Task statement => Please tally the lines of the listing that follows where the word "clicks" appears, and reply with the number only.

____

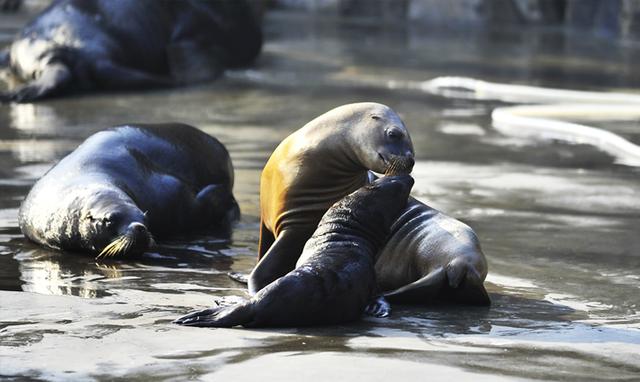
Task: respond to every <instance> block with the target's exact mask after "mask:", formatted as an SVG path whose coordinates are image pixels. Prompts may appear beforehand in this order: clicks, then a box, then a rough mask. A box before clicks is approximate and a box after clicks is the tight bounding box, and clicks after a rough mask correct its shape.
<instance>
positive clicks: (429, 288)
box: [376, 197, 491, 305]
mask: <svg viewBox="0 0 640 382" xmlns="http://www.w3.org/2000/svg"><path fill="white" fill-rule="evenodd" d="M376 277H377V279H378V286H379V288H380V290H381V291H382V295H383V296H385V298H387V299H388V300H389V301H390V302H398V303H421V304H424V303H430V302H433V301H434V300H443V301H446V302H457V303H464V304H471V305H489V304H490V301H491V300H490V298H489V295H488V294H487V291H486V289H485V288H484V285H483V284H482V283H483V281H484V279H485V278H486V277H487V261H486V259H485V257H484V254H483V253H482V249H481V248H480V242H479V240H478V237H477V236H476V234H475V232H474V231H473V230H472V229H471V228H470V227H469V226H468V225H466V224H464V223H462V222H461V221H459V220H456V219H454V218H452V217H450V216H447V215H445V214H443V213H442V212H440V211H438V210H436V209H434V208H431V207H429V206H428V205H426V204H424V203H422V202H420V201H418V200H416V199H414V198H411V197H410V198H409V201H408V202H407V206H406V208H405V209H404V210H403V211H402V213H401V214H400V215H399V216H398V218H397V219H396V221H395V222H394V223H393V225H392V226H391V233H390V234H389V237H388V240H387V242H386V244H385V246H384V247H383V248H382V250H381V251H380V255H379V257H378V260H377V262H376Z"/></svg>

____

Finished exercise => 2